**Activity:**
Reproduce word for word every line of the entries below, from the line containing "request | place a dot on the wooden cutting" through the final line, and nothing else.

*** Records for the task Section Begins ***

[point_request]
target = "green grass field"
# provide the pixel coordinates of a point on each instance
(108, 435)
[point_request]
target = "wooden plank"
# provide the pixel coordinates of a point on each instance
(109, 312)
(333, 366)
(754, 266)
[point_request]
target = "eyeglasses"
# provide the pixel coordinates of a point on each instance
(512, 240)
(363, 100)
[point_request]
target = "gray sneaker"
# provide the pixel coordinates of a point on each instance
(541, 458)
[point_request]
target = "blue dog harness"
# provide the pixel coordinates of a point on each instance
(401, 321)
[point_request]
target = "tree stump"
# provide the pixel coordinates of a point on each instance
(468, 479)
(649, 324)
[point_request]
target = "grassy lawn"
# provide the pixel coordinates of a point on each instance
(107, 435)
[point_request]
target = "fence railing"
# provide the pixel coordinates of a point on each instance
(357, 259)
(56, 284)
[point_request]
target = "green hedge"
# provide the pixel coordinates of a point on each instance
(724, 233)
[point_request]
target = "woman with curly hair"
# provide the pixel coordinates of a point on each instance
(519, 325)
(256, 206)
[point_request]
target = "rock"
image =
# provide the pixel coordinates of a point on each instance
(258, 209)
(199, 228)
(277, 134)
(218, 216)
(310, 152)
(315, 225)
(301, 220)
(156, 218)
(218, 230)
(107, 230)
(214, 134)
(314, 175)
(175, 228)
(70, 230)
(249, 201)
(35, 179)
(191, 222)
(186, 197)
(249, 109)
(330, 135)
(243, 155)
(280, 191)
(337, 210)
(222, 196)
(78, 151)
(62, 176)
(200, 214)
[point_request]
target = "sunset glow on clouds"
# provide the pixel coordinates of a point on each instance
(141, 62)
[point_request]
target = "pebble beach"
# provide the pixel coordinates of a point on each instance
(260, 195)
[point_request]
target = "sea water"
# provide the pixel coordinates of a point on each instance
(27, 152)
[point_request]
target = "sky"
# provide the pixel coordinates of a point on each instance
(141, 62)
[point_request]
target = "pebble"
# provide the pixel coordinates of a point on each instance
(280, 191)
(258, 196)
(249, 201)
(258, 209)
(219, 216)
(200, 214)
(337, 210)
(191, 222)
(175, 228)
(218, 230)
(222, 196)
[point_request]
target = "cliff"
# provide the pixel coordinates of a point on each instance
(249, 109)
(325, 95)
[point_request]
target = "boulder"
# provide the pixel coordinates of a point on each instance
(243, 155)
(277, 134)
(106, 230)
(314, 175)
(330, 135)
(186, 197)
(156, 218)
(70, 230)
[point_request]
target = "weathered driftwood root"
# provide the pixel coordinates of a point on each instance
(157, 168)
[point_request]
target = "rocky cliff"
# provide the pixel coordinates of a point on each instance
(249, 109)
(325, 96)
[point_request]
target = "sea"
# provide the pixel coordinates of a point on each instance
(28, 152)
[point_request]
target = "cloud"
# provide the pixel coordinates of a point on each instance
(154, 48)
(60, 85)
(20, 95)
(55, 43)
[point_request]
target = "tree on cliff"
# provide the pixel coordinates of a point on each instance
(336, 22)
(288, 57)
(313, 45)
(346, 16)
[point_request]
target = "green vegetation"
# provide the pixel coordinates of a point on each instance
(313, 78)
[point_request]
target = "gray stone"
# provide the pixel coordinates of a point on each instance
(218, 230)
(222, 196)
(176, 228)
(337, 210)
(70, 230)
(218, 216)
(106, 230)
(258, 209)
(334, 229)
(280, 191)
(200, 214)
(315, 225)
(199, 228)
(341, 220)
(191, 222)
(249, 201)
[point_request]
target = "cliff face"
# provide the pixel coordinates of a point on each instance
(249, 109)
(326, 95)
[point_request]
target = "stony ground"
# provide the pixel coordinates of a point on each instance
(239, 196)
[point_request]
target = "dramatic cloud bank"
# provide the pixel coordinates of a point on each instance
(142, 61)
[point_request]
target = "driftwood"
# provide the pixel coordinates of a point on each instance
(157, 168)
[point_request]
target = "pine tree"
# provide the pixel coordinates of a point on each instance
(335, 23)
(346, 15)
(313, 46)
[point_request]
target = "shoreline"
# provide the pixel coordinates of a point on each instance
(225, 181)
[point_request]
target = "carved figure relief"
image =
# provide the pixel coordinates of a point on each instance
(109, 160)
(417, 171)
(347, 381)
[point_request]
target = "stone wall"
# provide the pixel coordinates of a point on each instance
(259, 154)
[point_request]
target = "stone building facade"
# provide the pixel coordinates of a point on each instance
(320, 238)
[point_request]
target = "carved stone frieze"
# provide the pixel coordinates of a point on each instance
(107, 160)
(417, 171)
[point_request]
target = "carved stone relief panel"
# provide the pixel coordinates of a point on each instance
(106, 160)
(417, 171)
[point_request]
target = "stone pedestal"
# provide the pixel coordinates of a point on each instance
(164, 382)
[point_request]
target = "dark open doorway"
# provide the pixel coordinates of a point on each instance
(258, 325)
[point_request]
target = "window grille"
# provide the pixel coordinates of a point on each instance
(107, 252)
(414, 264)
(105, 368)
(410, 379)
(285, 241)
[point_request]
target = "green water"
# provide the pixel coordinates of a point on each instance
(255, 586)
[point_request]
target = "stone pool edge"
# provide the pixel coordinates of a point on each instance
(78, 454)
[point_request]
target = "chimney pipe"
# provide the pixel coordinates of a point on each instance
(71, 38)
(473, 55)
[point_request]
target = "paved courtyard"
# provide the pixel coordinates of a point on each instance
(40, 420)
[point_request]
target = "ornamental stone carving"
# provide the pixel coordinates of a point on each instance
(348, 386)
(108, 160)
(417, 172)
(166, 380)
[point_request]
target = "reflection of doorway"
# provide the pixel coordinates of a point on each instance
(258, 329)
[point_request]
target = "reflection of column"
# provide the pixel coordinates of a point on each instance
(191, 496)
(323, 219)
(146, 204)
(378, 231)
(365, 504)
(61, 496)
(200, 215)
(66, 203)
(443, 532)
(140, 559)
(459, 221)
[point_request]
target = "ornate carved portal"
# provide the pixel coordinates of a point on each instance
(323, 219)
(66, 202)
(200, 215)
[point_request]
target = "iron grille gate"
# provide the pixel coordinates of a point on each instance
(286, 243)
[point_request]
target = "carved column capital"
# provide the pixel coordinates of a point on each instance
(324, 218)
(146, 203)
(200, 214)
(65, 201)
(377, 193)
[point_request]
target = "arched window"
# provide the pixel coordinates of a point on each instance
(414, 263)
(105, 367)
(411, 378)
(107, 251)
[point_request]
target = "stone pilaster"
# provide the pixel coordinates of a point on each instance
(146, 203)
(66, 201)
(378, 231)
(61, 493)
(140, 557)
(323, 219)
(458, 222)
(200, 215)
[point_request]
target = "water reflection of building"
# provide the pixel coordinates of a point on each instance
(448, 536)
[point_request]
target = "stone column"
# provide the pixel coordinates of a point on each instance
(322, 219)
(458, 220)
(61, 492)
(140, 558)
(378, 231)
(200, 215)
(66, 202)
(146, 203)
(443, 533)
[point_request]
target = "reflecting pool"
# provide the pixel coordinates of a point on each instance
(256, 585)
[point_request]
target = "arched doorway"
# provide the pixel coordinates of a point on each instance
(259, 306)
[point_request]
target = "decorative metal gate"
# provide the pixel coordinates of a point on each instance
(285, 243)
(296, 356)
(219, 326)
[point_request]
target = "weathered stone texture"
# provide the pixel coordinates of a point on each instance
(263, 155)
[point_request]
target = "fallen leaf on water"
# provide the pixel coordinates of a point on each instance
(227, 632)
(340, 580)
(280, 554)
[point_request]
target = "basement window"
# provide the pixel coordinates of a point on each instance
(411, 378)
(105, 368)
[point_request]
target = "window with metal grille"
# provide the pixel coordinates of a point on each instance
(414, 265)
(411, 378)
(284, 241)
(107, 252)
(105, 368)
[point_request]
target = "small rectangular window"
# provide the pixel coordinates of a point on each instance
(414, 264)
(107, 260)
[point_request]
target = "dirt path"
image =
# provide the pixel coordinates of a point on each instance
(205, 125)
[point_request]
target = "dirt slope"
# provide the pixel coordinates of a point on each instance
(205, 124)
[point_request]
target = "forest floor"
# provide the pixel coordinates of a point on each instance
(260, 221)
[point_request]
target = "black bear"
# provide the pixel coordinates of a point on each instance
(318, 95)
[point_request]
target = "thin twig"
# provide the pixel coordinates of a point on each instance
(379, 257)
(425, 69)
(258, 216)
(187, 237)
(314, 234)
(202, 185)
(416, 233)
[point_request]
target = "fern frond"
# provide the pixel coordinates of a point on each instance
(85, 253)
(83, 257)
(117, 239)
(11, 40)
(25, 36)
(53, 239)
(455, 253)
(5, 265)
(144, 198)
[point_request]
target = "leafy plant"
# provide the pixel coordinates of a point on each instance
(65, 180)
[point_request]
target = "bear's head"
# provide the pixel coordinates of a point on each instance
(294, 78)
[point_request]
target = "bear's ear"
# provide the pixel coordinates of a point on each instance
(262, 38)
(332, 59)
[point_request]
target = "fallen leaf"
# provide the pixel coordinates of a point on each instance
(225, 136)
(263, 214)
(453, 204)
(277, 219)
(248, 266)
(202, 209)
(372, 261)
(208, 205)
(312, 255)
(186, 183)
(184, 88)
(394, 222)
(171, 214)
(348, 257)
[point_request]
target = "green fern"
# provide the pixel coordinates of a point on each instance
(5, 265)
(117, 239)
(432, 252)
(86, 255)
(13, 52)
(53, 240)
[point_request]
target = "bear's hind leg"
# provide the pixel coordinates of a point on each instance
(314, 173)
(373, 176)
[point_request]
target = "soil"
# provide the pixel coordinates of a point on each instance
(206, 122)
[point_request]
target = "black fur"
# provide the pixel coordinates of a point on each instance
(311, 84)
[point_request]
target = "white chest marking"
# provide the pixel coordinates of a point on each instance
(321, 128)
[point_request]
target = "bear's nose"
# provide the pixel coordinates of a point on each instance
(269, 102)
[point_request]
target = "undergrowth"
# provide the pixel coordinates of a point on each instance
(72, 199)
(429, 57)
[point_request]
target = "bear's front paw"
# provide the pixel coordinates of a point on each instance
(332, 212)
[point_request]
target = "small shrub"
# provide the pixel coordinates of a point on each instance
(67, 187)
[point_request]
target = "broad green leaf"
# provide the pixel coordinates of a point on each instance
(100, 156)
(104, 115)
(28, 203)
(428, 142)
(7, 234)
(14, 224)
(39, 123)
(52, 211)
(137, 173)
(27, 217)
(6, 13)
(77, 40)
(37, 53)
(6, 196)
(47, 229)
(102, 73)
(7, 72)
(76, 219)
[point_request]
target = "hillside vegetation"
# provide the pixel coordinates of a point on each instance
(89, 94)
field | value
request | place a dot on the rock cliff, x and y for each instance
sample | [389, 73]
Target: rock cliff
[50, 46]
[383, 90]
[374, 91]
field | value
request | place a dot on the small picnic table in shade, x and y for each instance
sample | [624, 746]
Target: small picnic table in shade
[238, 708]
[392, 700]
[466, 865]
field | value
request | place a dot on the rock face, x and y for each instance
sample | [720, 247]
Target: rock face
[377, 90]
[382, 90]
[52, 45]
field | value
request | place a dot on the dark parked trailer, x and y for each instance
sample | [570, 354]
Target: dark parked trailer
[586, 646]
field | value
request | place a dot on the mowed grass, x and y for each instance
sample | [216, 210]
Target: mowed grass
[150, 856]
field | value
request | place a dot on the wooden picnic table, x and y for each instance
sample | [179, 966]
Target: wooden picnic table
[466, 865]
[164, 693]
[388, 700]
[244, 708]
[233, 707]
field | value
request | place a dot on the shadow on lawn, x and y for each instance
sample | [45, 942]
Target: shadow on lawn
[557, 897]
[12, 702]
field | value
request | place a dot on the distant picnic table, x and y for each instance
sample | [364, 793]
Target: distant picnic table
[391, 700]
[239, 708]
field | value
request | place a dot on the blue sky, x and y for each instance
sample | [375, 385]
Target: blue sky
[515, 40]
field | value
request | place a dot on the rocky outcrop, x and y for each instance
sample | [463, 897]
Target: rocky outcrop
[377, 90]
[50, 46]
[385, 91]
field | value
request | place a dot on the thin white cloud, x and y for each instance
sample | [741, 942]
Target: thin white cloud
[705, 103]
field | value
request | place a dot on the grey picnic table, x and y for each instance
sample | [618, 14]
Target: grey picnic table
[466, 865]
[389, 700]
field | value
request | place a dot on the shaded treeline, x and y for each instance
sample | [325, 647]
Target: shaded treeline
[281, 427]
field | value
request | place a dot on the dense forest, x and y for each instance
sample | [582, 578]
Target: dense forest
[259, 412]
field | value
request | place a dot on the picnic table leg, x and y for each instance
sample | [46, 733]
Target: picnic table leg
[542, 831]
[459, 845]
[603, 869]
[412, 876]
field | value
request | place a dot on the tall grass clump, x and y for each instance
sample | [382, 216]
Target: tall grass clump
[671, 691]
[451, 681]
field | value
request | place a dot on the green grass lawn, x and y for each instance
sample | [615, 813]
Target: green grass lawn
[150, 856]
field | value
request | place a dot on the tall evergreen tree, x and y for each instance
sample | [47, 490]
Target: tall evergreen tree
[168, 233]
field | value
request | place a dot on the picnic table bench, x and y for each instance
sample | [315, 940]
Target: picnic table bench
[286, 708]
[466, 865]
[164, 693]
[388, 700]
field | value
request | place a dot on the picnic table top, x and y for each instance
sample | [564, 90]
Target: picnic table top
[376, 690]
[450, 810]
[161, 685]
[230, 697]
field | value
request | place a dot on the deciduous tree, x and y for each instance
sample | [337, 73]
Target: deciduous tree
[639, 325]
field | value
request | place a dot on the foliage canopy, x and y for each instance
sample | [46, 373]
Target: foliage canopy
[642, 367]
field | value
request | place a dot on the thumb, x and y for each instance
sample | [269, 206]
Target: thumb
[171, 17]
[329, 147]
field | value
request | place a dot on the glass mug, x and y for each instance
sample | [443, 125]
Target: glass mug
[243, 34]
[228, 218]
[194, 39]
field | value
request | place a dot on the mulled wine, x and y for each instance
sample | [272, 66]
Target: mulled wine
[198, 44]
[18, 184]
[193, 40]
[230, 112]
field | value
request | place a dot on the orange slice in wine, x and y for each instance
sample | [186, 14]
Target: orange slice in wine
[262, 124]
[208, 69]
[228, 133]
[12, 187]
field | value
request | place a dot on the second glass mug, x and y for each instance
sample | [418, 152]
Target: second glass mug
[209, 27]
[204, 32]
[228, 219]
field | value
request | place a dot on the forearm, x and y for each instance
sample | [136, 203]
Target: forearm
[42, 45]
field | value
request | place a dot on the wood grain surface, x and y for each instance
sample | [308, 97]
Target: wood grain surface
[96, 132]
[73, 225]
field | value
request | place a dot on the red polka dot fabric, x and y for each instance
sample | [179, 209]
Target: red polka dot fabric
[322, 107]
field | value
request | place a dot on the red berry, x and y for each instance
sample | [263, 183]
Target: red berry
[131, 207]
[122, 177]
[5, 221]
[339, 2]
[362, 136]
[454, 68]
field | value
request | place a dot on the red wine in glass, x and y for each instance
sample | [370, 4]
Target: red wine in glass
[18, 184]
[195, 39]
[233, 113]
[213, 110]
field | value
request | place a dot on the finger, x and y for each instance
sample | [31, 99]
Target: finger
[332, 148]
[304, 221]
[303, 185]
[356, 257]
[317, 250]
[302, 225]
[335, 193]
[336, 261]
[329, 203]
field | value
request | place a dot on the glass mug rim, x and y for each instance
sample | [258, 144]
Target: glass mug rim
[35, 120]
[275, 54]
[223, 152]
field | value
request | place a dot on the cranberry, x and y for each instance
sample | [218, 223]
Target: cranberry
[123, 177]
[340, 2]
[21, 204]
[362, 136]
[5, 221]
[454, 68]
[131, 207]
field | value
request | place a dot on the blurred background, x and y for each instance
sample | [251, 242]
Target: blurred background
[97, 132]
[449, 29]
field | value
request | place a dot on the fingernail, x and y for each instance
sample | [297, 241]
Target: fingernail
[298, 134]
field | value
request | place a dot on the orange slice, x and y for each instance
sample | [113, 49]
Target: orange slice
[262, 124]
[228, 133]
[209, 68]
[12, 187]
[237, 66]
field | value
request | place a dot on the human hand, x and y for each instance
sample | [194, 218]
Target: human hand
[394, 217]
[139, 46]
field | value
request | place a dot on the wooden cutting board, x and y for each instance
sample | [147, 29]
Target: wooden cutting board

*** Records for the task Section Ends ***

**Answer area:**
request | place a dot on the wooden cutting board, x and y for each instance
sample | [147, 29]
Target: wooden cutting board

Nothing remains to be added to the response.